## Extrait à lire
Les 5 et 6 novembre, sous présidence finlandaise, l'Union européenne va encore envisager, se réunissant avec les dirigeants turcs, d'essayer de renégocier une marche de la Turquie vers l'adhésion. Significativement, ces négociations se trouvent engluées dans un paradoxe totalement paralysant, qui résulte de la contradiction suivante :
1° si l'on considère l'Europe comme un marché commun, objet du traité de Rome de 1957, sa vocation initiale, la Turquie lui est, dans la pratique, à peu près définitivement agrégée depuis son adhésion à l'Union douanière en 1993, sous l'impulsion de M. Juppé alors ministre français des Affaires étrangères dans le gouvernement Balladur exerçant la présidence de l'Union et forçant le vote de parlement de Strasbourg.
2° si, au contraire, on prête à l'Union européenne instaurée par le Traité négocié à Maastricht en 1991, une vocation politique et un projet identitaire, l'État turc ne lui fera, et ne pourra lui faire, aucune vraie concession, ni sur le terrain des droits de l'Homme, ni sur celui de la liberté religieuse, ni encore sur les droits de propriété, ni même ponctuellement à propos de Chypre.

## Extrait de données
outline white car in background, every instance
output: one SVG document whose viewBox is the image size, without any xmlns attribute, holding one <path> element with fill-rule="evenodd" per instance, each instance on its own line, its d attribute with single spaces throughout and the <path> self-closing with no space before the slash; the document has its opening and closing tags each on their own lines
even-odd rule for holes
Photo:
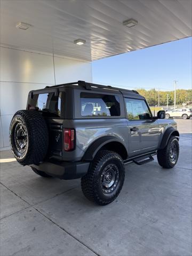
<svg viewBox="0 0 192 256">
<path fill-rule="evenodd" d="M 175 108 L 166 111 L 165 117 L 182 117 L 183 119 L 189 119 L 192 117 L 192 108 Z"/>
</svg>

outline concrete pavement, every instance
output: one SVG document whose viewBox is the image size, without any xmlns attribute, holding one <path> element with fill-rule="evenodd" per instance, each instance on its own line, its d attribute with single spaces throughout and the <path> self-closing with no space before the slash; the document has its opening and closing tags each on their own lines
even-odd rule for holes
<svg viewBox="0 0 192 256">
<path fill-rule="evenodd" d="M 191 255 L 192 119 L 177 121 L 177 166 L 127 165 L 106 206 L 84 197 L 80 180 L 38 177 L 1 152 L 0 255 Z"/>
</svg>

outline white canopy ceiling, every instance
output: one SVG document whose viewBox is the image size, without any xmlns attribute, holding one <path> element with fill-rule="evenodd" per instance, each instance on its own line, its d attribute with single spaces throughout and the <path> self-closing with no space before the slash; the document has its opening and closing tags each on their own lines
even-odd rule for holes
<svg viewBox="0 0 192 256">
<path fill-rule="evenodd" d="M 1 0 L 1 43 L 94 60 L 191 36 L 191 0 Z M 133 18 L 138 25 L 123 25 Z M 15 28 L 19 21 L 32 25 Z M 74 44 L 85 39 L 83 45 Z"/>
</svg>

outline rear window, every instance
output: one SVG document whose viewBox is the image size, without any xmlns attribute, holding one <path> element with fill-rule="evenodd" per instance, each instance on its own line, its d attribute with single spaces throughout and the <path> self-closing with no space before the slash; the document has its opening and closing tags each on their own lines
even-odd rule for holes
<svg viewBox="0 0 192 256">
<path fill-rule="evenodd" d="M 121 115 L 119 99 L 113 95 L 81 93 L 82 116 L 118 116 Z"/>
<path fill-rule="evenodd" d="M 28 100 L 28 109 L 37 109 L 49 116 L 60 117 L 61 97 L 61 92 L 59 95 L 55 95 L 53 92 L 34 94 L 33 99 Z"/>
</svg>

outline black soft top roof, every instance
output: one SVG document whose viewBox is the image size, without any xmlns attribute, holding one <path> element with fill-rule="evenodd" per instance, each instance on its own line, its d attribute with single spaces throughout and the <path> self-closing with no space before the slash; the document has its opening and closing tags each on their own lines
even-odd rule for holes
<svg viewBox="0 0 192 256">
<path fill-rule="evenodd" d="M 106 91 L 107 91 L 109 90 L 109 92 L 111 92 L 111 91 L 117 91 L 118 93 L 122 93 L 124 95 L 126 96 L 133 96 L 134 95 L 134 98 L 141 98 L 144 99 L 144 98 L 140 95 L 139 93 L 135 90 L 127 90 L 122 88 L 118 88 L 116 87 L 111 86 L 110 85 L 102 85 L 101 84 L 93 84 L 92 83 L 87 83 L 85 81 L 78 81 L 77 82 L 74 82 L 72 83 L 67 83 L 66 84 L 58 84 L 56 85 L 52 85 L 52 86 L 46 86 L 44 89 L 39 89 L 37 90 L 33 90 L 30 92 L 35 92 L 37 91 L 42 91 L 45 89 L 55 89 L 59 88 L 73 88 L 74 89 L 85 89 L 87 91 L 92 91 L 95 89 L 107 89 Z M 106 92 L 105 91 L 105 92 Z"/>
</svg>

## Exercices à faire
• A. Répondez à ces questions d'après l'extrait sur la Turquie et l'Union européenne, une réponse par ligne :
(i) Sous quelle présidence se tient la réunion des 5 et 6 novembre ?
(ii) En quelle année la Turquie a-t-elle rejoint l'Union douanière ?
(iii) Dans quelle ville et en quelle année a été négocié le traité qui a créé l'Union européenne ?
• B. Dans l'extrait sur la Turquie et l'Union européenne, pourquoi la Turquie fait-elle déjà presque partie de l'Europe quand on voit celle-ci comme un marché commun ? Répondez en une à trois phrases.
• C. Écrivez la suite de l'extrait sur la Turquie et l'Union européenne, à partir de sa dernière phrase.
Les données n'ont aucun lien avec l'extrait sur la Turquie et l'Union européenne.

## Liste des réponses
• A.
(i) Sous présidence finlandaise.
(ii) En 1993.
(iii) À Maastricht, en 1991.

• B. Si l'on voit l'Europe comme un marché commun, ce qui était son but au départ avec le traité de Rome de 1957, la Turquie y est déjà liée en pratique. Elle fait en effet partie de l'Union douanière depuis 1993.

• C.
En mai 2005, une frange non négligeable de l'électorat français a voulu voter à la fois "non à la Constitution", c'est-à-dire à la ratification du projet de traité constitutionnel, et "non à la Turquie".Ce non français, comme le non néerlandais, bloque actuellement l'évolution vers une Europe politique. En cela, il a pour conséquence de ramener l'Europe vers la conception initiale du traité de Rome. Dans ce cas, la participation d'Ankara pose très peu de problèmes, à peine ceux apparus avec le Marché unique, vaguement des problèmes de normes sanitaires et surtout ceux résultant des politiques de subventions. Et dans un tel cadre, les points politiques demandés aux Turcs sont purement formels et superficiels. Ils agacent. Ils braquent. Ils ne servent qu'à retarder et à gâcher la fête.
Qu'on en juge.Président du Parlement européen, M. Josep Borrell, vient ainsi d'adresser au gouvernement turc, des recommandations sévères l’enjoignant d'ouvrir les ports et aéroports turcs aux navires et avions chypriotes, de respecter et se conformer aux critères de Copenhague et d'appliquer le protocole d'Ankara juillet 2005 aux Chypriotes dans le cadre de l'Union douanière étendue aux 10 nouveaux membres.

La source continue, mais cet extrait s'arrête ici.